WORK TO DO — Select every line in the entries below that contains the word "instance", and copy each of those lines.

Excerpts from a segmentation dataset:
** BEGIN **

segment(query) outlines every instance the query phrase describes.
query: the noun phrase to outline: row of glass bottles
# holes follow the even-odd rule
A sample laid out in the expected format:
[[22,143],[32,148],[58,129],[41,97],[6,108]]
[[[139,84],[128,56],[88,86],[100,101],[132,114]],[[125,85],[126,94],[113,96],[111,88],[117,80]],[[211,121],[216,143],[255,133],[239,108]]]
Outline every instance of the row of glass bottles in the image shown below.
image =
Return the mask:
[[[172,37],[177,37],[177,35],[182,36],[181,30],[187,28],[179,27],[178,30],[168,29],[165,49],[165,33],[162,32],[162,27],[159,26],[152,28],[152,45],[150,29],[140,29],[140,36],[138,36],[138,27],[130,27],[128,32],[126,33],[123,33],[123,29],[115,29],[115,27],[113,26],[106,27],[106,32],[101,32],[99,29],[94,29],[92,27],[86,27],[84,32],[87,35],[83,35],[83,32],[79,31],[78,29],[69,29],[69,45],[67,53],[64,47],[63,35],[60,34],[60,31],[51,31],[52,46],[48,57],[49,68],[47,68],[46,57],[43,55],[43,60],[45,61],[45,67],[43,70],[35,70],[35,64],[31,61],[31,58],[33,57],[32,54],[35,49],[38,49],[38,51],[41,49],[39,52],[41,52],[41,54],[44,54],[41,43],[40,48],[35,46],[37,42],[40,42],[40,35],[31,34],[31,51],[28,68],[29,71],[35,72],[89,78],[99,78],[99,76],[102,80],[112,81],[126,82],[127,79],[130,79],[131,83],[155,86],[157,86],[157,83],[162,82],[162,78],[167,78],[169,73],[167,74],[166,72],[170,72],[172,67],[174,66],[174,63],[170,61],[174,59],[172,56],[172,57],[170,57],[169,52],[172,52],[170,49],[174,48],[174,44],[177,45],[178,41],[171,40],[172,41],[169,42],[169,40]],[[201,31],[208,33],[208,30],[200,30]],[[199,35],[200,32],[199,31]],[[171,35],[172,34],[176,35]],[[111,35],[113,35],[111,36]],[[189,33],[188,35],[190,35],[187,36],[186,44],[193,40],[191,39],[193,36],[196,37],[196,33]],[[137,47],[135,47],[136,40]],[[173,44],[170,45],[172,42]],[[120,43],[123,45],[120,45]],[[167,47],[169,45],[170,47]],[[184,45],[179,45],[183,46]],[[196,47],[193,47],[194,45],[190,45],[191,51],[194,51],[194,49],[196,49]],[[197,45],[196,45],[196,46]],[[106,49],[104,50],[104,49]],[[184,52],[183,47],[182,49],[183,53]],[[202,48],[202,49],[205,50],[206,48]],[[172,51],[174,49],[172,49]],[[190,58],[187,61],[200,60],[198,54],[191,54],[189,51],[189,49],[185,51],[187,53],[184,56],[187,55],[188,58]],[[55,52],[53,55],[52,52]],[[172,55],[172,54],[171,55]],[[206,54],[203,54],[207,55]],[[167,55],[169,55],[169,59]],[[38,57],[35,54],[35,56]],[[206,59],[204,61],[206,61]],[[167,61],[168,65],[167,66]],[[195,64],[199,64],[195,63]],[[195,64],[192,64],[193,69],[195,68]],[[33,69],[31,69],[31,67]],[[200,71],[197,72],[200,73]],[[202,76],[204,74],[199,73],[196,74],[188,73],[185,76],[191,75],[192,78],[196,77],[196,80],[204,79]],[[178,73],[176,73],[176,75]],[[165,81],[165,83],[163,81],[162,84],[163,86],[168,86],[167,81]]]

** END **

SOLUTION FOR THIS TASK —
segment(query) outlines every instance the query phrase describes.
Outline every instance of the row of glass bottles in the image shown below.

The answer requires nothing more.